⟨

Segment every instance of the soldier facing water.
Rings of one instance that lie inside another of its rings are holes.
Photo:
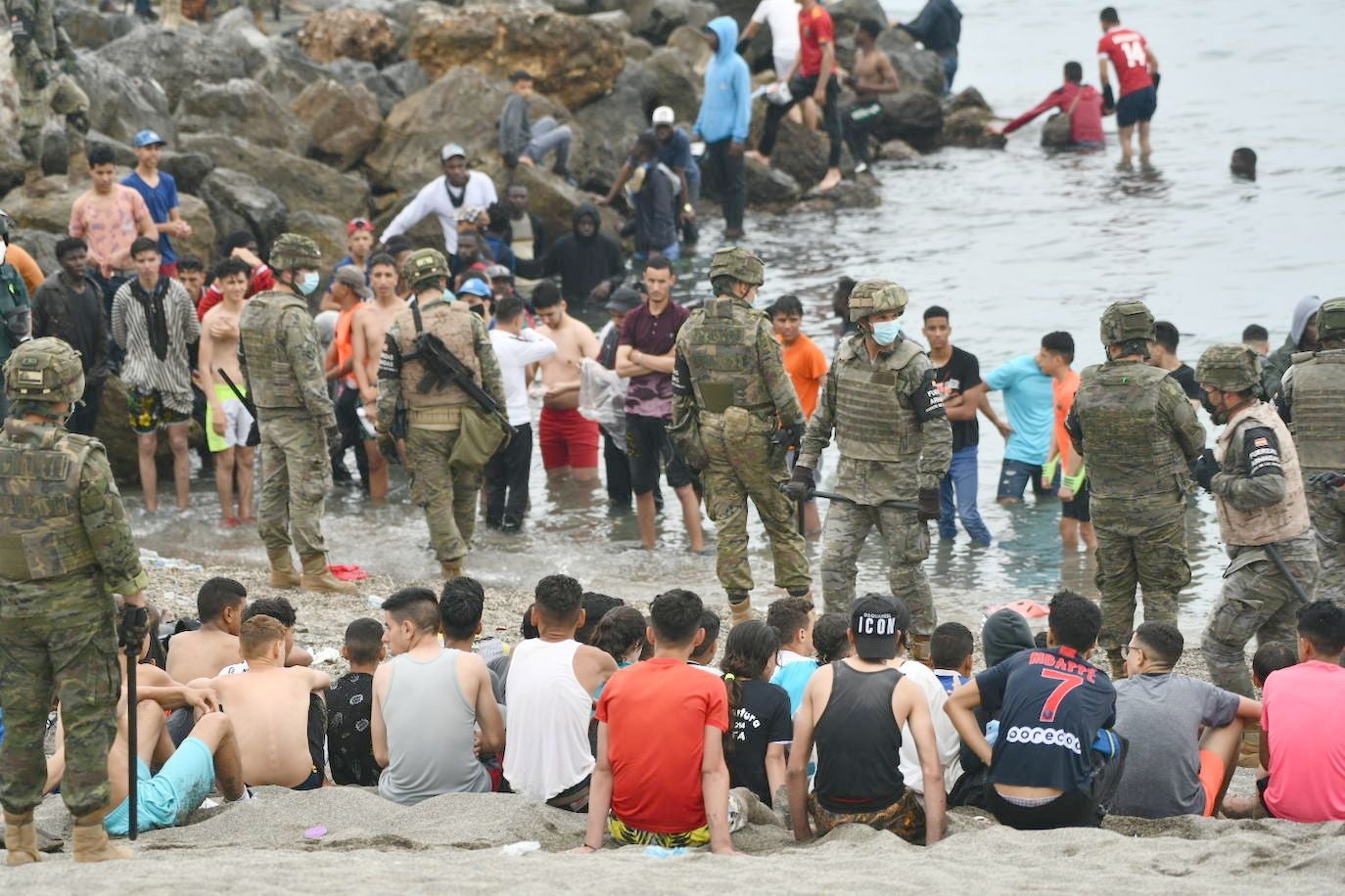
[[[850,320],[859,332],[837,351],[787,490],[796,500],[811,494],[812,467],[835,430],[835,490],[846,500],[827,509],[822,598],[829,611],[849,611],[859,549],[877,527],[890,555],[892,594],[911,607],[912,656],[927,661],[937,615],[921,563],[929,556],[927,523],[939,519],[939,481],[952,461],[952,429],[929,357],[901,336],[907,302],[907,290],[889,281],[854,287]]]
[[[102,827],[121,680],[112,595],[144,607],[149,578],[102,443],[65,427],[83,395],[79,353],[51,337],[24,343],[5,363],[4,379],[13,402],[0,434],[5,862],[38,861],[32,810],[47,779],[42,744],[52,697],[66,731],[61,797],[75,817],[74,858],[130,858]],[[147,627],[143,611],[126,614],[128,642],[139,643]]]
[[[1135,622],[1135,587],[1145,621],[1177,622],[1186,564],[1188,462],[1205,430],[1177,380],[1145,363],[1154,316],[1143,302],[1115,302],[1102,316],[1107,361],[1087,368],[1065,427],[1088,463],[1102,592],[1099,646],[1111,677],[1124,678],[1120,647]]]
[[[317,289],[317,243],[281,234],[270,247],[276,289],[253,296],[238,318],[238,359],[261,431],[258,533],[270,583],[352,594],[327,568],[323,504],[332,485],[327,446],[336,415],[327,395],[317,330],[307,297]],[[289,547],[299,549],[303,574]]]
[[[705,509],[720,532],[716,572],[734,623],[752,617],[749,497],[771,539],[775,584],[791,596],[812,587],[794,506],[780,492],[787,477],[784,449],[803,438],[803,408],[771,322],[752,306],[763,282],[765,267],[752,253],[714,253],[714,298],[691,312],[678,332],[672,368],[670,434],[686,461],[701,469]]]

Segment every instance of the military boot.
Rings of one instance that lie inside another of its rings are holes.
[[[270,557],[270,587],[297,588],[300,586],[299,570],[295,568],[295,559],[289,556],[289,548],[281,551],[266,551]]]
[[[42,861],[38,854],[38,826],[32,823],[32,813],[23,815],[4,814],[5,865],[27,865]]]
[[[327,568],[325,553],[309,553],[304,560],[304,574],[299,587],[304,591],[331,591],[332,594],[355,594],[359,588],[354,582],[342,582]]]
[[[106,809],[75,818],[74,857],[77,862],[106,862],[118,858],[134,858],[128,846],[113,846],[108,832],[102,827]]]

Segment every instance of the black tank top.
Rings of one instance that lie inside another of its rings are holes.
[[[814,790],[827,811],[886,809],[901,798],[901,727],[892,715],[896,669],[857,672],[831,664],[831,697],[818,719],[818,776]]]

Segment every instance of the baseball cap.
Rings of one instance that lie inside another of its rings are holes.
[[[892,660],[897,656],[897,633],[911,626],[911,610],[896,598],[866,594],[850,610],[850,630],[855,653],[865,660]]]
[[[143,146],[153,146],[156,144],[160,145],[160,146],[167,146],[168,145],[168,141],[164,140],[163,137],[160,137],[159,132],[149,130],[148,128],[145,128],[144,130],[141,130],[140,133],[137,133],[136,138],[132,142],[133,142],[133,145],[134,145],[136,149],[140,149]]]
[[[369,283],[364,282],[364,271],[354,265],[342,265],[336,269],[336,273],[332,275],[332,285],[335,286],[336,283],[350,286],[360,298],[369,298],[374,294],[370,292]]]

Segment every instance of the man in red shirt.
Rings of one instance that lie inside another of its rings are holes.
[[[1130,161],[1130,136],[1139,125],[1139,159],[1149,159],[1149,121],[1158,107],[1158,58],[1138,31],[1120,27],[1115,7],[1107,7],[1099,16],[1102,40],[1098,42],[1098,79],[1107,109],[1116,109],[1116,128],[1120,132],[1120,160]],[[1120,99],[1112,101],[1107,60],[1116,69]]]
[[[765,110],[765,132],[756,152],[748,153],[764,165],[771,164],[776,132],[794,105],[807,99],[822,109],[822,124],[831,141],[827,156],[827,173],[818,184],[818,191],[831,189],[841,183],[841,83],[837,81],[835,24],[831,13],[818,0],[798,0],[799,11],[799,55],[783,79],[788,85],[790,99],[783,103],[769,102]]]
[[[581,852],[601,849],[607,829],[619,844],[709,844],[713,853],[734,854],[724,762],[728,693],[722,681],[687,665],[705,638],[702,609],[701,598],[682,588],[654,598],[646,631],[654,658],[617,670],[603,689]]]

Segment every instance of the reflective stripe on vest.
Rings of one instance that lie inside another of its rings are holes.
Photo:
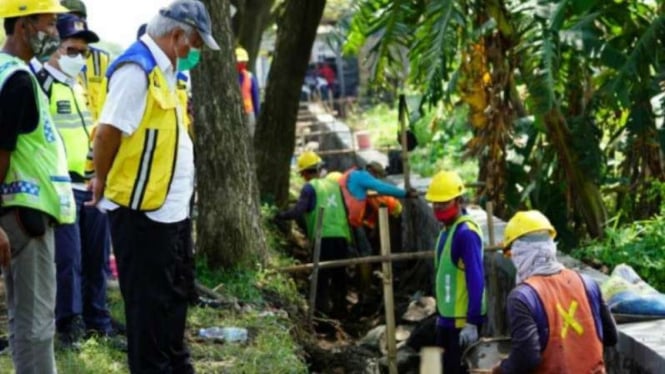
[[[104,105],[106,90],[104,81],[110,60],[108,52],[91,46],[85,70],[79,75],[79,83],[85,90],[86,104],[93,122],[97,122]]]
[[[344,203],[346,209],[349,211],[349,225],[351,227],[362,227],[363,218],[365,217],[366,199],[357,199],[351,195],[348,188],[349,177],[356,168],[347,170],[339,179],[339,185],[342,187],[342,196],[344,196]]]
[[[305,214],[309,239],[315,238],[316,219],[319,215],[319,208],[323,207],[321,237],[344,238],[350,242],[351,231],[346,220],[346,210],[339,184],[328,179],[312,179],[308,183],[316,192],[316,206],[313,211]]]
[[[455,326],[463,327],[466,323],[469,308],[469,292],[466,286],[466,274],[464,264],[460,259],[454,264],[452,261],[452,242],[455,231],[460,224],[466,223],[467,227],[475,232],[482,243],[483,234],[478,224],[473,222],[467,215],[460,216],[457,221],[447,230],[442,230],[436,242],[434,266],[436,269],[436,305],[439,314],[447,318],[455,318]],[[441,248],[441,239],[446,237]],[[483,248],[480,248],[480,258],[483,258]],[[485,302],[485,289],[483,289],[481,301],[481,314],[485,315],[487,305]]]
[[[48,92],[51,95],[51,116],[65,144],[69,171],[84,177],[90,151],[92,116],[86,108],[83,87],[79,84],[70,87],[53,81]]]
[[[240,72],[242,82],[240,82],[240,93],[242,94],[242,105],[245,113],[254,113],[254,101],[252,100],[252,74],[247,70]]]
[[[164,204],[171,185],[179,133],[186,131],[181,118],[186,103],[176,90],[169,90],[166,77],[142,42],[135,42],[113,62],[107,81],[125,63],[136,63],[147,74],[146,109],[136,131],[120,141],[104,196],[124,207],[152,211]]]
[[[525,283],[538,294],[549,324],[547,346],[535,372],[605,373],[603,343],[580,275],[564,269]]]
[[[67,159],[62,139],[48,112],[48,99],[22,60],[0,53],[0,90],[8,78],[19,71],[28,73],[32,79],[39,122],[35,130],[18,136],[7,175],[0,185],[2,206],[28,207],[48,214],[58,223],[74,223],[76,203]]]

⟩

What the task requires. Everything from the line with "Segment every instance of the reflective" through the final line of the records above should be written out exactly, minus the pictures.

Task response.
Segment every instance of the reflective stripe on vest.
Rings of one instance that lie inside another of its rings are holes.
Photo:
[[[104,105],[106,90],[104,81],[110,60],[108,52],[91,46],[85,70],[79,75],[79,83],[85,90],[86,104],[93,122],[97,122]]]
[[[344,203],[346,209],[349,211],[349,225],[351,227],[362,227],[363,218],[365,217],[366,199],[357,199],[351,195],[348,188],[349,177],[356,168],[347,170],[339,179],[339,185],[342,187],[342,196],[344,196]]]
[[[305,214],[309,239],[315,238],[316,219],[319,215],[319,208],[323,207],[321,237],[344,238],[350,242],[351,231],[346,220],[346,210],[339,184],[328,179],[312,179],[308,183],[316,192],[316,206],[313,211]]]
[[[455,326],[463,327],[466,323],[469,308],[469,292],[466,286],[466,274],[464,264],[460,259],[454,264],[452,261],[452,242],[455,231],[460,224],[466,223],[467,227],[475,232],[482,243],[483,234],[478,224],[473,222],[467,215],[460,216],[457,221],[447,230],[442,230],[436,242],[434,266],[436,269],[436,305],[439,314],[447,318],[455,318]],[[441,248],[441,239],[446,237]],[[483,248],[480,248],[480,258],[483,258]],[[485,302],[485,289],[483,289],[481,301],[481,314],[485,315],[487,305]]]
[[[48,92],[51,95],[51,116],[65,144],[69,171],[84,177],[90,151],[92,116],[86,108],[83,87],[79,84],[70,87],[53,81]]]
[[[240,72],[242,82],[240,82],[240,93],[242,94],[242,105],[245,113],[254,113],[254,101],[252,100],[252,74],[247,70]]]
[[[164,204],[171,185],[179,133],[186,131],[181,118],[186,103],[176,90],[169,90],[166,77],[142,42],[135,42],[113,62],[107,81],[125,63],[136,63],[147,74],[146,109],[136,131],[120,141],[104,196],[124,207],[152,211]]]
[[[525,283],[538,294],[549,324],[547,346],[535,372],[605,373],[603,343],[580,275],[564,269]]]
[[[67,159],[62,139],[48,112],[48,99],[22,60],[0,53],[0,90],[8,78],[19,71],[28,73],[32,79],[39,122],[35,130],[18,136],[7,175],[0,185],[2,206],[28,207],[48,214],[58,223],[74,223],[76,203]]]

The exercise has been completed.